**PROBLEM STATEMENT**
Rewrite the material below as a numbered list, one line per item and no blank lines.

**SUPPLIED INFORMATION**
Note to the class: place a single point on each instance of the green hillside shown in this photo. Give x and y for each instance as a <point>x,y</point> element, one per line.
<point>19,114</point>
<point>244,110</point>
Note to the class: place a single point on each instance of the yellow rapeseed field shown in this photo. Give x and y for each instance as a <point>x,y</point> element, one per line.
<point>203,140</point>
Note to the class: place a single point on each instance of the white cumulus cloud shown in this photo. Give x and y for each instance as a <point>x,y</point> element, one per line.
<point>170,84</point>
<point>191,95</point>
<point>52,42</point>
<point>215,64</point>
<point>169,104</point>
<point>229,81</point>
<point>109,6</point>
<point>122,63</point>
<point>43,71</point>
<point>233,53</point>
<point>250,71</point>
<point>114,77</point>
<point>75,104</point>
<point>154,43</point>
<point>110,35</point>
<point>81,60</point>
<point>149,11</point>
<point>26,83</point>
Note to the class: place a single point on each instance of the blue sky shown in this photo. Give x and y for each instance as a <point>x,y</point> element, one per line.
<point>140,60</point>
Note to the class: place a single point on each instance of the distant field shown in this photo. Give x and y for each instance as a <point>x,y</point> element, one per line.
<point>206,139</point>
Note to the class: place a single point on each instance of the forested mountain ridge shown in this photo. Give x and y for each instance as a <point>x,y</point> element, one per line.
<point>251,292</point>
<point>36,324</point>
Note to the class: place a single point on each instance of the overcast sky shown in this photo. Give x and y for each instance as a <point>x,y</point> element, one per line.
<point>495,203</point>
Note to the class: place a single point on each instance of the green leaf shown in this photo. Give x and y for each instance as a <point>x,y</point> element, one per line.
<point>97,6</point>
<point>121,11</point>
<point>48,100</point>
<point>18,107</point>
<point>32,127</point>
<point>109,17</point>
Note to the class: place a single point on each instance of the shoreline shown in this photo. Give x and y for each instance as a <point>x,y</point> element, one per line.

**THE REPLY**
1. Note to the class: place a single point on each instance of the green hillside shown in this photo. Give x and y for each instance as a <point>x,y</point> element, one per line.
2. <point>19,114</point>
3. <point>244,110</point>
4. Note to the class: place a single point on each instance of the yellow rapeseed field shown in this photo. Give x and y for each instance as a <point>x,y</point> element, one per line.
5. <point>203,140</point>
6. Note to the class: place a single point on each instance of the white cumulus cloud shown in this photo. Give x and y for each instance as a <point>x,y</point> element, one per line.
7. <point>170,84</point>
8. <point>191,95</point>
9. <point>52,42</point>
10. <point>215,64</point>
11. <point>169,104</point>
12. <point>229,81</point>
13. <point>109,6</point>
14. <point>122,63</point>
15. <point>43,71</point>
16. <point>233,53</point>
17. <point>250,71</point>
18. <point>114,77</point>
19. <point>75,104</point>
20. <point>154,43</point>
21. <point>110,35</point>
22. <point>81,60</point>
23. <point>149,11</point>
24. <point>26,83</point>
25. Note to the class: place a single point on each instance of the blue sky shown in this photo. Give x and y for each instance as a <point>x,y</point> element, one per line.
26. <point>140,60</point>
27. Note to the class: place a single point on each instance of the distant field shown in this photo. Give x and y for each instance as a <point>x,y</point> element, one per line.
28. <point>206,139</point>
29. Note to the class: place a single point on each instance of the forested mountain ridge shown in this photo. Give x and y for each instance as a <point>x,y</point> element, one per line.
30. <point>251,292</point>
31. <point>36,324</point>
32. Note to the class: place a single point on each instance of the overcast sky shown in this photo. Give x and y for each instance as a <point>x,y</point> element, one per line.
33. <point>495,203</point>
34. Note to the class: place a single point on each instance of the green leaf shown in this photo. Give x and y for each instance as a <point>x,y</point> element, one per line.
35. <point>97,6</point>
36. <point>121,11</point>
37. <point>48,100</point>
38. <point>18,107</point>
39. <point>32,127</point>
40. <point>109,17</point>
41. Note to the class: place a single point on each instance of the shoreline shown in this photo. Give x and y for each instance as a <point>x,y</point> element, one per line.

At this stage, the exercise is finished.